• _Extract_

# # # # # # #

Efficient neural causal discovery without acyclicity constraints (ENCO) ²² is an extension of the above formulation, that replaces the acyclicity constraint entirely. They accomplish this by (1) modelling edges as two parameters, \(\gamma \in \mathbb{R}^{d \times d}\) as the existence of an edge and \(\theta \in \mathbb{R}^{d \times d}\) as its direction, where \(\theta_{ij} = -\theta_{ji}\); and (2) requiring interventional data, i.e., that interventions have been carried out on the sample and the resulting distribution observed.

As shown above ²³, ENCO entails two training stages: distribution fitting and graph fitting. The first stage uses a neural network per variable, modelling it as a distribution conditional on all the other variables and determining which subset best fits the observed data. The second stage fits the graph parameters \(\gamma\) and \(\theta\) after applying interventions to each variable, thus estimating directionality.

Notably, while ENCO does not guarantee acyclicity, it generally produces acyclic graphs for datasets where the generating process is acyclic. It also performs well in the presence of deterministic variables, and can also be used to discover the presence of latent confounders. Its main drawback is the necessity of interventional data, which is not typically available in observational datasets.

Summing up

Given its enormous potential, causal discovery is a very active field of research, and many promising extensions to the initial PC algorithm have been proposed and tested. These approaches are improving both in scale and efficiency, but they typically perform best on fully-contained simulated examples, rather than real-world systems where the presence of confounders is ubiquitous. Moreover, the more promising approaches, such as ENCO, require interventional data, which is not always available, feasible, or even practically possible to collect (e.g., genetics or molecular/neuronal data).

# # # # # # #

• _Set of tasks_
- A) From the ENCO passage, reproduce the part that opens with the words containing "As shown above" and closes with "thus estimating directionality.".
- B) Decide whether each statement agrees with the ENCO passage. Answer yes or no and quote the words that decide it. (i) ENCO guarantees that the graphs it produces are acyclic. (ii) ENCO's first training stage uses a neural network for each variable. (iii) Interventional data is typically available in observational datasets.

• _Data section_
# # # # # # #

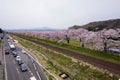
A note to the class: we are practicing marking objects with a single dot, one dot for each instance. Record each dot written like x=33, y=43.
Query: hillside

# # # # # # #

• _Exercise results_
- A)
As shown above ²³, ENCO entails two training stages: distribution fitting and graph fitting. The first stage uses a neural network per variable, modelling it as a distribution conditional on all the other variables and determining which subset best fits the observed data. The second stage fits the graph parameters \(\gamma\) and \(\theta\) after applying interventions to each variable, thus estimating directionality.

- B)
(i) No: "while ENCO does not guarantee acyclicity"
(ii) Yes: "The first stage uses a neural network per variable"
(iii) No: "which is not typically available in observational datasets"